> [Exercise directions]: Reproduce each of the following lines verbatim, with no changes.

> [Material for this task]:
>>>

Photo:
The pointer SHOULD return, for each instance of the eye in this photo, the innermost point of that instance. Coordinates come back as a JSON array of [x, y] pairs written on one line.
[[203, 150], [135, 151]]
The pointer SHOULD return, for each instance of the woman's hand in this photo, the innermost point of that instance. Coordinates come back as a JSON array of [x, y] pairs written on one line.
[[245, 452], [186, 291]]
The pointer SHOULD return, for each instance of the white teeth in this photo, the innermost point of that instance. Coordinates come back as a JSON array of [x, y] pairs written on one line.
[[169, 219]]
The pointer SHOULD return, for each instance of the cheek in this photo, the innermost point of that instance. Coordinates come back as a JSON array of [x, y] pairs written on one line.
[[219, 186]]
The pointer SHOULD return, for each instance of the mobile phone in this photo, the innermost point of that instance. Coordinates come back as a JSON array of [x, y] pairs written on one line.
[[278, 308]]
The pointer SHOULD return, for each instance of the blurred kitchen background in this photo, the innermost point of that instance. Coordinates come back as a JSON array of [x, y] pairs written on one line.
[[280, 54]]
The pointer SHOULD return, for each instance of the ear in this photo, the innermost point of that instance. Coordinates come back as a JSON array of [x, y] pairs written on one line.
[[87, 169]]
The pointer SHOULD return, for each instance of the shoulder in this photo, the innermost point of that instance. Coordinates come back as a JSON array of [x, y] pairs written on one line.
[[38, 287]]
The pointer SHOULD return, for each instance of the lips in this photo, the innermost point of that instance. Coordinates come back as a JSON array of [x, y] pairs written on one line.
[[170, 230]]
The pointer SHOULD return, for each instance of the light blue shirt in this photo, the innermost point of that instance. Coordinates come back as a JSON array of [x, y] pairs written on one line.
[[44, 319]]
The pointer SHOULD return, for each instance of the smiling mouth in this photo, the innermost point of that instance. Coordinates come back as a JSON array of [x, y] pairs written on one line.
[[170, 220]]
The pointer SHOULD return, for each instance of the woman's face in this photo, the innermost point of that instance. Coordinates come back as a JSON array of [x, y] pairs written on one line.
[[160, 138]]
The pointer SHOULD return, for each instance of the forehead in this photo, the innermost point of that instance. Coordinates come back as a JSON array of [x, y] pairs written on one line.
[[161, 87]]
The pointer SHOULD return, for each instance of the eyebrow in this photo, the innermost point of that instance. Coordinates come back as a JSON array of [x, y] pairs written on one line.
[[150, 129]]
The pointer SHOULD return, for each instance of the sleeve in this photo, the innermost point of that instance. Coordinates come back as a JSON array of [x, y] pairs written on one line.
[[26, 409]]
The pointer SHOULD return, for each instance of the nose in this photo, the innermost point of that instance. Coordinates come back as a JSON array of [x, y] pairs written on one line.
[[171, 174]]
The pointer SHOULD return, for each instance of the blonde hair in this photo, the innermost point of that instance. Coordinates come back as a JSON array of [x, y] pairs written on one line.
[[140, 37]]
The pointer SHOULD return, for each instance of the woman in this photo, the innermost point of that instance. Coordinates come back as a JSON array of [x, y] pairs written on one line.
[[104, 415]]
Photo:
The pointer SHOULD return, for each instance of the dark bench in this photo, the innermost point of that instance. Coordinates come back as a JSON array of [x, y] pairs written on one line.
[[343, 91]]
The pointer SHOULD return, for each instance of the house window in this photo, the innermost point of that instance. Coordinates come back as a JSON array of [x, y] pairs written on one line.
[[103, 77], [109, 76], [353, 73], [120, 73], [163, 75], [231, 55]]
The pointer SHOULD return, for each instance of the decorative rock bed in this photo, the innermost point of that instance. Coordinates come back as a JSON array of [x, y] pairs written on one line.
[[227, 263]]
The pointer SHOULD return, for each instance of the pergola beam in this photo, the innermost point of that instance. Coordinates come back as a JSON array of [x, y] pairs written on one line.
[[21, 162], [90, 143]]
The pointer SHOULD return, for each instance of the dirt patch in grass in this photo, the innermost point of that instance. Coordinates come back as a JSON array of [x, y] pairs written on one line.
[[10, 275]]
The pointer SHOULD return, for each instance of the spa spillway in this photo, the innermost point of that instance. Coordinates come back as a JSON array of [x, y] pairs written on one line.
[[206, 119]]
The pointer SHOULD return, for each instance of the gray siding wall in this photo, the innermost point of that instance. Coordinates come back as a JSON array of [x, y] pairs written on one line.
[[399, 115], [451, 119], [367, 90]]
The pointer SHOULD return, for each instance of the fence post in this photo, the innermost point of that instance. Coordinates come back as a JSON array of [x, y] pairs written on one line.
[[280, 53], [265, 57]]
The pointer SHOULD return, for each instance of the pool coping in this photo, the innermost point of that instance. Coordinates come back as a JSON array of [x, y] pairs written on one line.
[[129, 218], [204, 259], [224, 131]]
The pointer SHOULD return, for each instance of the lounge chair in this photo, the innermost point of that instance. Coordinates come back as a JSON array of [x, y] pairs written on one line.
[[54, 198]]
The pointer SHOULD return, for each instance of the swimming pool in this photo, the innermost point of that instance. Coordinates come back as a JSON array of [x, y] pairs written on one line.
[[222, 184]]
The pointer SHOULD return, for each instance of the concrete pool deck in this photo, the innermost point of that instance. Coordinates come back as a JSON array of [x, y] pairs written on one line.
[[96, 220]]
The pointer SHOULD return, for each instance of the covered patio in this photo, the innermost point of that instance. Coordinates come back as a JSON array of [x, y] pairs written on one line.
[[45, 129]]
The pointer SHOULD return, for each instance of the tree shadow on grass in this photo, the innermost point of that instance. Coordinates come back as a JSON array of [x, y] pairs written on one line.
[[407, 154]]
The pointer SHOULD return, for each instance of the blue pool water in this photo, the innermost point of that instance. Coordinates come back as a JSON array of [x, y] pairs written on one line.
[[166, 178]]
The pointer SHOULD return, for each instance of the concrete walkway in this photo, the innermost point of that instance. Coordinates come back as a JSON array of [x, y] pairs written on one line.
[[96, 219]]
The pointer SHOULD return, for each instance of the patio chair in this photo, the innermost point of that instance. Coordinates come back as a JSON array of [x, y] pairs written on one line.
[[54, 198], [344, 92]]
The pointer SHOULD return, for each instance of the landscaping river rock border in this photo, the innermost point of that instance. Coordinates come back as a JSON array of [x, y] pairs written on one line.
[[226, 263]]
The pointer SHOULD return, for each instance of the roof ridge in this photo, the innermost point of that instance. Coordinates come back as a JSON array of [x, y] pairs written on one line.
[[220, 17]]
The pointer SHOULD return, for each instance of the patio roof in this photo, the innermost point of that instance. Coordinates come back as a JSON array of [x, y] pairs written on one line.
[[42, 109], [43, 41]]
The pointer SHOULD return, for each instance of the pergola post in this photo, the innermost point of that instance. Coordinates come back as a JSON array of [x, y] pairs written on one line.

<<<

> [Task answer]:
Photo:
The pointer SHOULD return, for each instance of the eye in this photo, the innermost point of that instance. Coordinates come back as a JSON array of [x, y] pairs written on one line.
[[203, 150], [135, 151]]
The pointer SHOULD return, for each instance of the woman's hand in this photo, the innermost point of that instance. Coordinates come back as a JSON array of [x, y] pairs written on one line.
[[245, 452], [186, 291]]
The pointer SHOULD return, for each instance of the white teeth in this photo, the innermost point of that instance. Coordinates come back as a JSON array of [x, y] pairs written on one line.
[[169, 219]]
The pointer SHOULD return, for each instance of the cheek in this photo, the innermost point of that instance. Coordinates come back as a JSON array of [x, y] pairs written on one line.
[[219, 186]]
The pointer SHOULD return, for each instance of the mobile phone in this photo, the innermost point of that instance. Coordinates come back as a JSON array of [x, y] pairs written on one line.
[[278, 308]]
The pointer SHOULD return, for each instance of the blurred kitchen background in this photo, the innermost point of that instance. Coordinates come back as a JSON array of [x, y] pairs written on one line.
[[280, 54]]
The pointer SHOULD return, for each instance of the ear in this photo, the innermost point of that instance. Coordinates come back as a JSON array of [x, y] pairs written on one line.
[[87, 169]]
The pointer SHOULD return, for each instance of the shoulder in this photo, the innermost point of that instance. Coordinates come back as a JSON array of [x, y] pairs written on one line.
[[38, 287]]
The pointer SHOULD return, for each instance of the lips in this photo, the innermost point of that instance. Coordinates come back as a JSON array of [x, y] pairs written on one line.
[[170, 230]]
The pointer SHOULD return, for each instance of the light blue shirt in this photo, the innermost point of that instance. Coordinates come back as a JSON array of [x, y] pairs written on one line.
[[44, 319]]
The pointer SHOULD return, for each instance of the smiling mouth in this photo, the innermost point of that instance. Coordinates come back as a JSON array of [x, y] pairs written on one line.
[[170, 220]]
The pointer SHOULD return, for each instance of the woman's face in this photo, the innermost point of that instance. Coordinates come back as a JSON array of [x, y] pairs written on one line.
[[160, 138]]
The pointer SHOULD return, for each instance of the forehead in this photo, the innermost point of that instance. Coordinates come back as a JSON array of [x, y] pairs written on one line.
[[161, 87]]
The pointer SHOULD return, for each instance of the eyebrow in this photo, the innermost point of that instance. Coordinates come back as a JSON array of [x, y] pairs written on one line.
[[150, 129]]
The pointer SHOULD return, for each instance of the sleeve in this photo, the innermost point of that instance. Coordinates come back as a JSON array of [x, y] pairs written on one line.
[[26, 409]]
The pointer SHOULD return, for each instance of the nose in this photo, the innermost point of that instance. Coordinates come back as a JSON array of [x, y] pairs written on one line.
[[171, 174]]
The pointer SHOULD return, for each instance of the blonde hair in this photo, the innermost point of that instance. Coordinates come back as a JSON array of [x, y] pairs written on one line.
[[140, 37]]
The pointer SHOULD return, for each instance of the woman in this photo, the innermost point of that instance. Coordinates come back as a JSON array of [x, y] pairs written on one line.
[[104, 415]]
Photo:
The pointer SHOULD return, for each instance of the dark bench in this photo, the innermost point of that instance. Coordinates come back as a JSON array of [x, y] pairs written on one line.
[[343, 91]]
The pointer SHOULD return, for each instance of the house window in this photo, the innermost point of that instance. Coordinates come back as a JSON array of [x, y] pairs written on one line.
[[103, 77], [109, 76], [353, 73], [120, 73], [163, 75], [231, 55]]
The pointer SHOULD return, for each instance of the decorative rock bed in this photo, the innermost point of that instance. Coordinates come back as a JSON array of [x, y] pairs written on one line.
[[227, 263]]
The pointer SHOULD return, for each instance of the pergola beam in this photo, the innermost point of that instance. Coordinates come back as a JSON array of [x, y] pairs written on one line.
[[21, 162], [90, 143]]
The pointer SHOULD return, for each instance of the dirt patch in grass in this photo, the innermost point of that instance. Coordinates come back as a JSON array of [x, y] pairs written on one line.
[[10, 275]]
The pointer SHOULD return, for each instance of the spa spillway in this photo, the innermost point of that instance. Coordinates come back as a JSON array of [x, y] pairs written on one line.
[[206, 119]]
The pointer SHOULD return, for each instance of the gray siding wall in this photo, the innermost point of that instance. Coordinates come back as a JSON array of [x, y] pairs written on one line.
[[399, 115], [451, 119], [367, 90]]
The pointer SHOULD return, for each instance of the fence post in this photo, the innermost point of that instance. Coordinates come back as a JSON array of [x, y] pairs written on one line.
[[280, 53], [265, 57]]
The pointer SHOULD return, for each instance of the pool coping in this photo, the innermost point of that instance. Coordinates come back as a JSON array of [x, y] pairs written on one line.
[[129, 218], [204, 259], [224, 131]]
The pointer SHOULD return, for each instance of the lounge chair in this photo, the innermost point of that instance. Coordinates come back as a JSON array of [x, y] pairs written on one line.
[[54, 198]]
The pointer SHOULD return, for each instance of the swimming pool in this photo, the innermost point of that instance. Coordinates come back as a JSON array of [x, y] pairs written on one line.
[[222, 184]]
The pointer SHOULD return, for each instance of the concrete pool deck in this photo, the innermost point of that instance. Coordinates come back as a JSON array of [x, y] pairs written on one line.
[[96, 220]]
The pointer SHOULD return, for each instance of the covered patio in this photo, the innermost point of that instance. Coordinates come back as a JSON array of [x, y] pairs written on one line.
[[45, 129]]
The pointer SHOULD return, for each instance of the tree shadow on grass in this photo, the innermost point of that instance. Coordinates come back as a JSON array of [x, y] pairs written on one line.
[[407, 154]]
The pointer SHOULD return, for each instance of the blue pool water in this photo, the innermost point of that instance. Coordinates come back as a JSON array of [x, y] pairs written on one line.
[[166, 178]]
The pointer SHOULD return, for each instance of the concrete walkway in this photo, the innermost point of that instance. Coordinates come back as a JSON array of [x, y] pairs written on one line.
[[96, 219]]
The pointer SHOULD return, for each instance of the patio chair in this photo, the innermost point of that instance. Coordinates come back as a JSON array of [x, y] pairs written on one line.
[[54, 198], [344, 92]]
The pointer SHOULD return, for each instance of the landscaping river rock border in this photo, the innermost point of that instance. Coordinates come back as a JSON array of [x, y] pairs written on one line.
[[226, 263]]
The pointer SHOULD return, for each instance of the roof ridge in this photo, the innermost point of that instance. Coordinates come back as a JSON array of [x, y] pairs written on one line.
[[220, 17]]
The pointer SHOULD return, for each instance of the patio roof in this photo, the innermost point of that instance. Coordinates come back as a JSON array of [x, y] pairs written on one line.
[[42, 109], [43, 41]]
The pointer SHOULD return, for each instance of the pergola post in this photo, the innermost point of that instance. Coordinates come back as a JSON array of [x, y] pairs written on one line.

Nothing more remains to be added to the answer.